◆ VORLIEGENDER TEXT
-=-=-=-=-

Besonders abhängig vom russischen Gas ist und bleibt Deutschland. Entgegen der erhitzten deutschen Debatte, lässt sich eine schwere Gaskrise laut Experten für diesen Winter – jedenfalls mit rechtzeitigen Sparmaßnahmen – noch abwenden. Deutsche Gasspeicher sind im Moment mehr als 70 Prozent gefüllt, 90 sollten es werden, so das angestrebte Ziel.
Was auf der anderen Seite das Erdöl angeht: Die Preise sind schon massiv gestiegen, die EU will ihre russischen Importe bis Jahresende um rund 90 Prozent reduzieren.
Doch welche Folgen haben Sanktionen und Gas-Lieferstopps eigentlich für Russland selbst? Immerhin speist sich der russische Staatshaushalt größtenteils aus Rohstoffexporten, die wiederum größtenteils nach Westeuropa gehen. Wird diese Geldquelle wirklich versiegen? Verfolgt Russland Pläne, um das zu kompensieren? Wenn ja, wie erfolgversprechend sind diese Ansätze? Und woher kommt das Geld für den Krieg gegen die Ukraine?
Darüber hat The New Times-Chefredakteurin Yevgenia Albats mit dem Öl- und Gasmarkt-Experten Michail Krutichin und dem Wirtschaftsjournalisten Wladimir Gurewitsch gesprochen.
Yevgenia Albats: Wie stark sinken die Staatseinnahmen durch das europäische Embargo auf russisches Erdöl?
Wladimir Gurewitsch: Im Moment kommen etwas mehr als 50,3 Prozent unserer Haushaltseinnahmen aus dem Erdgas- oder Erdölgeschäft. Dieser Anteil ändert sich ständig durch Ölpreisschwankungen. Das ist ein wichtiger, doch nicht der einzige Indikator. Die Erdöl- und Erdgasindustrie hat eine viel größere Bedeutung für unsere Wirtschaft. Denn aus den Gewinnen der Erdöl- und Erdgasunternehmen und der erdölverarbeitenden Industrie (die Gewinnsteuer liegt bei 20 Prozent) fließen 17 Prozent in die Haushalte der Regionen. Wenn diese Unternehmen plötzlich weniger produzieren, dann ist klar, wohin das führt. Das ist Punkt eins. Punkt zwei: Das sind Unternehmen, in denen die Menschen, selbst die einfachen Arbeiter, ganz gut verdienen. In diesen Unternehmen arbeiten hunderttausende Menschen. Wenn ihre Löhne sinken oder ein Teil entlassen werden muss, führt auch das zu geringeren Einnahmen in den Haushalten der Regionen. Zudem gehen weniger Sozialversicherungsbeiträge ein.

-=-=-=-=-

◆ GEZEIGTES MATERIAL
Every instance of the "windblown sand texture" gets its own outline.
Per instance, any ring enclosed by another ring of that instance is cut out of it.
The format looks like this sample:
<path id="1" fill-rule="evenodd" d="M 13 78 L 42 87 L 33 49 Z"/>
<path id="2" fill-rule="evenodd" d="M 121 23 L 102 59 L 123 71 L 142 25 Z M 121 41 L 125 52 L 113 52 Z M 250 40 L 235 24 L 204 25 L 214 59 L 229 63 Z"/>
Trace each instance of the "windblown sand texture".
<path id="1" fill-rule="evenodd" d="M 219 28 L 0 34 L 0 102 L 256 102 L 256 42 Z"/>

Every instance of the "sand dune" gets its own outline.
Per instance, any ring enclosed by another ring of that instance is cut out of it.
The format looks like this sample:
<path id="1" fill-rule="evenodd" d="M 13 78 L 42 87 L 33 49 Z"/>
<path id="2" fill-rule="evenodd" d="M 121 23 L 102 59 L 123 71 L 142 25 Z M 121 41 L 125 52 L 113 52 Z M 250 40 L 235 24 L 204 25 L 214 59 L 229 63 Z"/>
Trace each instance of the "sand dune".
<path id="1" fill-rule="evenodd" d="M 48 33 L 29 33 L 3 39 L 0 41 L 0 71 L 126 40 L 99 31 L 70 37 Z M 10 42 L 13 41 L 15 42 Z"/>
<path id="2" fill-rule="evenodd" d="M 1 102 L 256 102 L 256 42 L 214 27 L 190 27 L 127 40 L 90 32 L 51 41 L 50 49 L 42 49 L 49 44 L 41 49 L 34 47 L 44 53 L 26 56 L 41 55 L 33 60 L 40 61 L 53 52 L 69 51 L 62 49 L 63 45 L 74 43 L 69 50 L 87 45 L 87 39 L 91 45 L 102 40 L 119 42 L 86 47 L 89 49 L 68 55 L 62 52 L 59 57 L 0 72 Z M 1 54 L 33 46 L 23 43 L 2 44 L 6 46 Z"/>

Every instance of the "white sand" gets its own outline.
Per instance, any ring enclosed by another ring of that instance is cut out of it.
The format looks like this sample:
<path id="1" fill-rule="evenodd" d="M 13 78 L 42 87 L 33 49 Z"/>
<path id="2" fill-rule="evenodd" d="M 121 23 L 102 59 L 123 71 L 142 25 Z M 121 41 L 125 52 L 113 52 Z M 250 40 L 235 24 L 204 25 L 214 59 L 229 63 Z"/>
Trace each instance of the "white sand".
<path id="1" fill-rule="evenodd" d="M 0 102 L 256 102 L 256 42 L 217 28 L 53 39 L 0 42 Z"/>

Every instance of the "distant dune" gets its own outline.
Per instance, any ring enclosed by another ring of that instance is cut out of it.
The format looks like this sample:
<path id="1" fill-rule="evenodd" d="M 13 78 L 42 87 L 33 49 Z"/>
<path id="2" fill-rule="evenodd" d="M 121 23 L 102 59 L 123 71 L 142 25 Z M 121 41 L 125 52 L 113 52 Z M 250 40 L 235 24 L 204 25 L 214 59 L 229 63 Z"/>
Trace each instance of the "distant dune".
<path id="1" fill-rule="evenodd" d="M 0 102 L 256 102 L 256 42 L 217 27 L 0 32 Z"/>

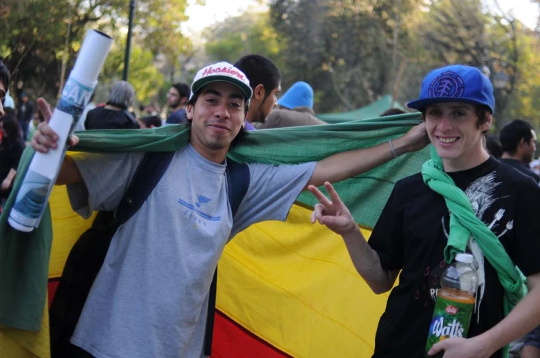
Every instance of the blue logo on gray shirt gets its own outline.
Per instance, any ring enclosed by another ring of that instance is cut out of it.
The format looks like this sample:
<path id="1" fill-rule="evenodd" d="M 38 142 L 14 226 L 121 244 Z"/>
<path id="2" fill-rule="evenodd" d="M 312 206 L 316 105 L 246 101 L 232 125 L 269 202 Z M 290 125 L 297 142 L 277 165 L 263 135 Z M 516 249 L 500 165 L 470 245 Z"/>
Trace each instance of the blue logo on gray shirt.
<path id="1" fill-rule="evenodd" d="M 178 199 L 178 203 L 185 206 L 190 210 L 193 210 L 197 213 L 202 219 L 208 220 L 210 221 L 221 221 L 222 217 L 221 216 L 212 216 L 208 214 L 202 212 L 200 211 L 198 208 L 200 208 L 203 204 L 206 204 L 210 201 L 210 199 L 206 197 L 203 197 L 202 195 L 197 195 L 197 201 L 195 203 L 195 205 L 190 204 L 187 201 L 185 201 L 181 199 Z"/>

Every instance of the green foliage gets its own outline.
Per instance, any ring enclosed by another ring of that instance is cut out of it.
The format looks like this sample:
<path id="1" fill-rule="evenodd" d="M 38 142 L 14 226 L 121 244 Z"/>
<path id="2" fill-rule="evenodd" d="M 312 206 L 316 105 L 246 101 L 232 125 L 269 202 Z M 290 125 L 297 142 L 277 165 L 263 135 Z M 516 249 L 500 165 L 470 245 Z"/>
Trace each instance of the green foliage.
<path id="1" fill-rule="evenodd" d="M 118 58 L 123 54 L 118 43 L 125 46 L 121 34 L 128 24 L 129 3 L 127 0 L 6 0 L 0 3 L 3 29 L 0 56 L 13 72 L 13 82 L 23 81 L 26 90 L 33 95 L 55 96 L 64 55 L 67 55 L 67 76 L 89 28 L 102 30 L 116 39 L 118 49 L 110 55 L 113 58 L 110 61 L 115 65 L 109 65 L 109 69 L 121 71 L 123 65 Z M 182 37 L 180 30 L 180 23 L 186 19 L 187 1 L 137 0 L 134 3 L 130 82 L 140 89 L 138 97 L 146 98 L 153 92 L 150 87 L 159 86 L 162 81 L 157 71 L 150 68 L 153 67 L 151 58 L 161 53 L 174 65 L 179 54 L 190 49 L 191 43 Z"/>
<path id="2" fill-rule="evenodd" d="M 277 34 L 268 13 L 246 12 L 231 17 L 204 31 L 206 54 L 212 61 L 234 63 L 249 54 L 275 58 L 280 52 Z"/>
<path id="3" fill-rule="evenodd" d="M 99 78 L 100 86 L 109 87 L 122 79 L 125 41 L 120 43 L 117 42 L 109 54 Z M 135 89 L 138 101 L 143 103 L 158 94 L 164 82 L 163 75 L 153 65 L 152 52 L 136 44 L 131 46 L 128 82 Z"/>

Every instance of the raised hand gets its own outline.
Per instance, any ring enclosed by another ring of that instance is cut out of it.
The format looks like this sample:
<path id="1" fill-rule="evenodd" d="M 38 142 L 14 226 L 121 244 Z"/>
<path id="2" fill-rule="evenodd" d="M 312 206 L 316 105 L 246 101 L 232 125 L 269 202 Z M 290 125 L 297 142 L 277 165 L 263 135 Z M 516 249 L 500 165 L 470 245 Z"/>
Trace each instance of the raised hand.
<path id="1" fill-rule="evenodd" d="M 336 192 L 334 187 L 327 181 L 325 183 L 325 188 L 330 194 L 330 199 L 327 198 L 321 190 L 314 186 L 310 186 L 307 189 L 317 198 L 320 204 L 316 204 L 311 215 L 312 223 L 318 221 L 321 224 L 326 225 L 334 232 L 341 236 L 359 230 L 354 218 L 351 212 L 345 205 Z"/>
<path id="2" fill-rule="evenodd" d="M 49 121 L 52 117 L 51 107 L 47 101 L 43 98 L 39 98 L 38 110 L 43 115 L 45 121 L 38 125 L 37 129 L 34 131 L 30 140 L 30 145 L 36 152 L 46 153 L 49 149 L 54 149 L 58 146 L 58 135 L 49 126 Z M 69 137 L 70 146 L 74 146 L 78 143 L 78 137 L 72 135 Z"/>

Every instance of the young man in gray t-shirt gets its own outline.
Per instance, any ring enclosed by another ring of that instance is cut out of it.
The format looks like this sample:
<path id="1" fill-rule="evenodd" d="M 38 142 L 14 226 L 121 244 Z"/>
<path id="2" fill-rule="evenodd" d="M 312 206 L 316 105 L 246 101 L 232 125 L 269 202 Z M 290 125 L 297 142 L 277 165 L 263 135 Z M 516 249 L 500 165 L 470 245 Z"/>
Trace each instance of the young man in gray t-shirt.
<path id="1" fill-rule="evenodd" d="M 200 70 L 191 89 L 189 144 L 175 153 L 148 199 L 113 237 L 72 337 L 80 357 L 199 357 L 210 284 L 230 238 L 255 223 L 285 220 L 309 185 L 358 175 L 426 144 L 420 125 L 393 143 L 317 163 L 248 164 L 248 189 L 233 218 L 226 157 L 244 131 L 252 89 L 246 76 L 226 63 Z M 32 145 L 46 153 L 57 135 L 47 124 L 50 111 L 39 103 L 47 120 Z M 142 156 L 66 157 L 56 183 L 68 186 L 72 205 L 83 216 L 114 210 Z"/>

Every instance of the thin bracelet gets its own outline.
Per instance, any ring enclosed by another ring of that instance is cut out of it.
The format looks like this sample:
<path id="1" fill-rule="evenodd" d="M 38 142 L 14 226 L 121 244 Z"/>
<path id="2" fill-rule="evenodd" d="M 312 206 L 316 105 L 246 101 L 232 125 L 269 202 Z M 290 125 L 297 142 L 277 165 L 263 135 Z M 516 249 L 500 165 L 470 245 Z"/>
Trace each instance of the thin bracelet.
<path id="1" fill-rule="evenodd" d="M 392 150 L 392 154 L 393 155 L 393 157 L 397 158 L 398 153 L 396 153 L 396 149 L 393 148 L 393 144 L 392 144 L 392 139 L 388 139 L 388 144 L 390 144 L 390 149 Z"/>

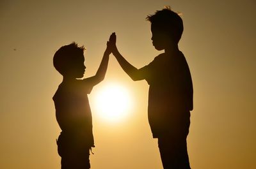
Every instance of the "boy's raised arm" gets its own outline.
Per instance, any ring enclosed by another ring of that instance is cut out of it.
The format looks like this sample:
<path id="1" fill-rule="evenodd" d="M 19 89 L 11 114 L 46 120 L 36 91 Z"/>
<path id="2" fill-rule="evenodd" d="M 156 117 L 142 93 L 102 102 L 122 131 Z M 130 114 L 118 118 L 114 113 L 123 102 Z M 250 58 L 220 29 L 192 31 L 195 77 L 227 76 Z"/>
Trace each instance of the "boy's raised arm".
<path id="1" fill-rule="evenodd" d="M 108 68 L 108 61 L 109 59 L 109 54 L 112 52 L 112 49 L 111 48 L 111 45 L 109 45 L 109 41 L 111 41 L 111 39 L 113 38 L 113 34 L 110 36 L 109 41 L 107 42 L 107 48 L 104 53 L 102 60 L 101 61 L 100 66 L 99 67 L 95 75 L 83 80 L 84 81 L 88 82 L 91 87 L 93 87 L 102 81 L 105 77 L 106 72 Z"/>
<path id="2" fill-rule="evenodd" d="M 145 79 L 143 72 L 140 71 L 132 64 L 131 64 L 126 59 L 120 54 L 116 45 L 116 36 L 115 33 L 113 34 L 113 41 L 110 41 L 109 45 L 113 45 L 112 53 L 116 58 L 117 61 L 121 66 L 124 71 L 134 81 Z"/>

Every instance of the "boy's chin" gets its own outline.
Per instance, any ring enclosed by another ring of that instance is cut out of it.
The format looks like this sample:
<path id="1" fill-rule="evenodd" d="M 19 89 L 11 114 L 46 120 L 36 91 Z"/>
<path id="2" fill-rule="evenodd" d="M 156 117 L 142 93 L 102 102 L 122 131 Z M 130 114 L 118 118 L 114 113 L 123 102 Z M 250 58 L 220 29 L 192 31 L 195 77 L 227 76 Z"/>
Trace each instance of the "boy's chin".
<path id="1" fill-rule="evenodd" d="M 155 47 L 155 48 L 157 50 L 164 50 L 164 48 L 162 47 L 157 47 L 157 46 L 154 46 Z"/>

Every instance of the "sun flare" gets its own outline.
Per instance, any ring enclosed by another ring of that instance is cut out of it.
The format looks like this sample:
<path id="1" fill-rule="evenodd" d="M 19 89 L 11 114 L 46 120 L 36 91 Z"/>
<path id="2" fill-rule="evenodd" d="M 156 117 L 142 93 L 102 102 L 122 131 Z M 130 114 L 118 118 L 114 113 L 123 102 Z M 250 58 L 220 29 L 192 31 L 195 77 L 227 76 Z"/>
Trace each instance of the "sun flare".
<path id="1" fill-rule="evenodd" d="M 129 91 L 117 84 L 108 84 L 99 89 L 95 93 L 93 102 L 97 115 L 111 122 L 124 119 L 132 109 Z"/>

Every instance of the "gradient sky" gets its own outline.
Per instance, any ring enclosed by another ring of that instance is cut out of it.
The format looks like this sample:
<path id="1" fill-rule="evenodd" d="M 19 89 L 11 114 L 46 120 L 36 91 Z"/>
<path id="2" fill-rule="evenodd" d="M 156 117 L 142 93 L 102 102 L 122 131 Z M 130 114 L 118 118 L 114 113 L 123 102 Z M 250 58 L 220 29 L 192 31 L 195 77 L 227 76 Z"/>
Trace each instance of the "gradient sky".
<path id="1" fill-rule="evenodd" d="M 179 43 L 194 85 L 188 152 L 193 169 L 256 166 L 256 3 L 231 1 L 0 1 L 0 168 L 57 169 L 60 129 L 52 97 L 61 77 L 52 56 L 62 45 L 84 45 L 94 75 L 106 41 L 117 35 L 121 53 L 137 68 L 161 52 L 150 40 L 148 14 L 170 5 L 182 13 Z M 93 169 L 162 168 L 147 121 L 148 86 L 134 82 L 113 57 L 105 80 L 126 87 L 133 110 L 118 122 L 92 106 L 96 148 Z"/>

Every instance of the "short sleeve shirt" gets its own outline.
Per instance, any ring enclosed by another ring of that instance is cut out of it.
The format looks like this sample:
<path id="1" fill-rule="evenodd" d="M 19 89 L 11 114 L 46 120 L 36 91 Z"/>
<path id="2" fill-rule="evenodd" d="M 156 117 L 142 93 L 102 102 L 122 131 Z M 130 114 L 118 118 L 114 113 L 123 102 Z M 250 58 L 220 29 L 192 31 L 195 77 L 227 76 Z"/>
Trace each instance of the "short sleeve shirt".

-=-=-=-=-

◆ MATERIAL ERKUNDEN
A. Zu wie viel Prozent sollen die deutschen Gasspeicher laut dem Text über Russlands Rohstoffeinnahmen gefüllt werden?
B. Nenne alle Personen, die im Text über Russlands Rohstoffeinnahmen namentlich vorkommen.
C. Gib aus dem Text über Russlands Rohstoffeinnahmen den Abschnitt wortgetreu wieder, der mit den Worten „Doch welche Folgen“ beginnt und mit „gegen die Ukraine?“ endet.

◆ LÖSUNGEN
A. Zu 90 Prozent.

B. Yevgenia Albats, Michail Krutichin, Wladimir Gurewitsch

C.
Doch welche Folgen haben Sanktionen und Gas-Lieferstopps eigentlich für Russland selbst? Immerhin speist sich der russische Staatshaushalt größtenteils aus Rohstoffexporten, die wiederum größtenteils nach Westeuropa gehen. Wird diese Geldquelle wirklich versiegen? Verfolgt Russland Pläne, um das zu kompensieren? Wenn ja, wie erfolgversprechend sind diese Ansätze? Und woher kommt das Geld für den Krieg gegen die Ukraine?